▶ Written problem
Arrange the lines below as a numbered list, omitting any blank lines.

──────── Input

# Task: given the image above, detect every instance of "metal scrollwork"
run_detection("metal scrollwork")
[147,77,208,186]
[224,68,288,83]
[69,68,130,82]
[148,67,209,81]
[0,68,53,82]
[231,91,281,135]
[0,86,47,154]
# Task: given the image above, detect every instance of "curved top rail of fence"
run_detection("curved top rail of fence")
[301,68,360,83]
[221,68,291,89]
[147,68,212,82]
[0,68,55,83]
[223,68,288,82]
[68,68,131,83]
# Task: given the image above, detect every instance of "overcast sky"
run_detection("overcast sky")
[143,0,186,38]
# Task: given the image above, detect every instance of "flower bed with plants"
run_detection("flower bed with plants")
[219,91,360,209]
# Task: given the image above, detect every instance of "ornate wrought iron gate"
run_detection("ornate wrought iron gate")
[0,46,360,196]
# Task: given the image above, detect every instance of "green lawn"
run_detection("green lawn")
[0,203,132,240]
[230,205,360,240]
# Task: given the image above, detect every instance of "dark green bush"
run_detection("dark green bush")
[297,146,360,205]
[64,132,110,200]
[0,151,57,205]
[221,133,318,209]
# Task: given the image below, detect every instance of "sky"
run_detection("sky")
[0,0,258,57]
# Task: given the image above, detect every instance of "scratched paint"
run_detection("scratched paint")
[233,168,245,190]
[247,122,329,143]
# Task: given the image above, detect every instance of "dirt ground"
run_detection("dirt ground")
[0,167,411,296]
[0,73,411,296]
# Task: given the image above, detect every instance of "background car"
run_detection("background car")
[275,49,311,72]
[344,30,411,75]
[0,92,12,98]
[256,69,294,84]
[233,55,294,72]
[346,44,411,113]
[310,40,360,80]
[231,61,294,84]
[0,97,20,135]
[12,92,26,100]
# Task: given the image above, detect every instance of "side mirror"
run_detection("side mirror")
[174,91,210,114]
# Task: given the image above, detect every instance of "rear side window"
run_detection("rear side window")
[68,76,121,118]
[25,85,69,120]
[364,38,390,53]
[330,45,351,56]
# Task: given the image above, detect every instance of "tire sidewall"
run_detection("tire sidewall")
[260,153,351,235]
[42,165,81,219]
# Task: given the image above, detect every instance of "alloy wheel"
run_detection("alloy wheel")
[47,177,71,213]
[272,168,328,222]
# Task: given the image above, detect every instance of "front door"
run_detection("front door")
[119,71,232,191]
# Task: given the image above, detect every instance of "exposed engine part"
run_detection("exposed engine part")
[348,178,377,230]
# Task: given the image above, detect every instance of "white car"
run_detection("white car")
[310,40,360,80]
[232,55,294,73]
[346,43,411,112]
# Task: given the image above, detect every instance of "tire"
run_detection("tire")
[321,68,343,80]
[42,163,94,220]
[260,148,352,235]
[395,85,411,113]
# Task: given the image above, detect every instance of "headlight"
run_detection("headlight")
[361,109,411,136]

────────────────

▶ The answer
1. # Task: given the image above, detect every instance of "metal scrollwork"
2. run_detection("metal scrollwork")
3. [147,77,208,186]
4. [224,68,288,83]
5. [69,68,130,82]
6. [148,67,209,81]
7. [0,68,53,82]
8. [231,91,281,135]
9. [0,86,47,154]
10. # Task: given the image above, detect every instance of "curved top rail of fence"
11. run_detection("curved top rail of fence")
12. [301,68,360,83]
13. [221,68,291,89]
14. [147,68,212,82]
15. [0,68,55,83]
16. [223,68,288,82]
17. [68,68,131,83]
18. # Task: given the image above, detect every instance of "overcast sky"
19. run_detection("overcast sky")
20. [143,0,186,38]
21. # Task: given the image above, detect every instance of "flower bed with plants"
22. run_detection("flower bed with plants")
23. [219,91,360,209]
24. # Task: given the image above, detect every instance of "ornate wrought iron gate"
25. run_detection("ornate wrought iron gate")
26. [0,46,360,196]
27. # Task: given the image above, detect every instance of "green lawn"
28. run_detection("green lawn")
29. [0,203,132,240]
30. [230,205,360,240]
31. # Task: given the image above, detect every instance of "dark green bush"
32. run_detection("dark green bush")
33. [297,146,360,205]
34. [64,132,110,200]
35. [0,151,57,205]
36. [221,133,318,209]
37. # Task: given the image below, detect every instance of "sky"
38. run_detection("sky")
39. [0,0,258,57]
40. # Task: given the image above, detect every instance of "scratched paint"
41. run_detection("scratched paint")
42. [233,168,245,190]
43. [247,122,329,143]
44. # Task: given the image above, detect every instance of "dirt ground"
45. run_detection("dirt ground")
46. [0,167,411,296]
47. [0,73,411,296]
48. # Task: given the image above, detect every instance of "background car"
49. run_detection("background car")
50. [275,49,311,72]
51. [344,30,411,75]
52. [0,92,12,98]
53. [256,69,294,84]
54. [233,55,294,72]
55. [346,44,411,113]
56. [310,40,360,80]
57. [231,61,294,84]
58. [0,97,20,135]
59. [12,92,26,100]
60. # Task: given the image above, detect every instance of "side mirror"
61. run_detection("side mirror")
62. [174,91,210,114]
63. # Task: given the image above, detect every instance of "rear side window"
64. run_detection("rear side window")
65. [68,76,121,118]
66. [25,85,69,120]
67. [364,38,390,53]
68. [330,45,351,56]
69. # Task: given the image above, detect every instance of "tire sidewall"
70. run_detection("tire sidewall")
71. [260,153,351,235]
72. [42,165,81,219]
73. # Task: given the image above, detect every instance of "alloy wheel"
74. run_detection("alloy wheel")
75. [47,177,71,213]
76. [272,168,328,222]
77. # Task: given the image above, detect every instance of "front door"
78. run_detection("front door")
79. [119,71,232,191]
80. # Task: given the image above, detect every instance of "exposed engine part"
81. run_detection("exposed engine part")
82. [348,178,377,230]
83. # Task: given the image above, detect every instance of "white car"
84. run_detection("white car")
85. [310,40,360,80]
86. [232,55,294,73]
87. [346,43,411,112]
88. # Task: given the image above, detect every instance of "tire"
89. run_detection("tire")
90. [321,68,343,80]
91. [42,163,94,220]
92. [260,148,352,235]
93. [395,85,411,113]
94. # Task: given the image above, detect every instance of "headlight"
95. run_detection("headlight")
96. [361,109,411,136]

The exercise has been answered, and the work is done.